CONSIGNE
Recopiez les entrées suivantes en remplaçant « tall grass » par « long grass », sans rien modifier d'autre.

====

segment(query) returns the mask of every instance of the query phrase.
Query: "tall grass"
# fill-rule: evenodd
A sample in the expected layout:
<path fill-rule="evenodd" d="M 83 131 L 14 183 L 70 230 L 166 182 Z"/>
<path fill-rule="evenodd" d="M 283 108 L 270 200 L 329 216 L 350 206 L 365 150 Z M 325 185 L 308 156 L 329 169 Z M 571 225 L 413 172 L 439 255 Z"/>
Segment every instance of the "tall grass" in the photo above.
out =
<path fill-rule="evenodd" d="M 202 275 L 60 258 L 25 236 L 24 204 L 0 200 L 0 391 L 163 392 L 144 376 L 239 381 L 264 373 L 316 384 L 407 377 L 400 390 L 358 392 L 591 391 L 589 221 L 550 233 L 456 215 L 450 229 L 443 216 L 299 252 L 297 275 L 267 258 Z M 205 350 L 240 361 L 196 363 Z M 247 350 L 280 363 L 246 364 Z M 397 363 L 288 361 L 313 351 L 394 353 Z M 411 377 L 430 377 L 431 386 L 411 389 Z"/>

====

RÉSULTAT
segment(query) returns the mask of every instance of the query phrase.
Query: "long grass"
# fill-rule: evenodd
A sample in the expected layout:
<path fill-rule="evenodd" d="M 83 131 L 14 183 L 70 230 L 166 182 Z"/>
<path fill-rule="evenodd" d="M 283 108 L 270 200 L 329 216 L 350 206 L 365 150 Z M 325 185 L 308 156 L 329 169 Z M 571 225 L 413 172 L 439 255 Z"/>
Segment every instance of the "long grass" in the photo above.
out =
<path fill-rule="evenodd" d="M 202 275 L 60 258 L 25 236 L 24 204 L 0 200 L 0 391 L 163 392 L 144 376 L 239 381 L 264 373 L 316 384 L 407 377 L 400 390 L 358 392 L 591 391 L 589 221 L 550 233 L 456 215 L 450 229 L 443 216 L 299 252 L 297 275 L 267 258 Z M 205 350 L 240 361 L 196 363 Z M 247 350 L 280 363 L 246 364 Z M 397 363 L 288 361 L 313 351 L 394 353 Z M 411 377 L 430 377 L 431 386 L 411 389 Z"/>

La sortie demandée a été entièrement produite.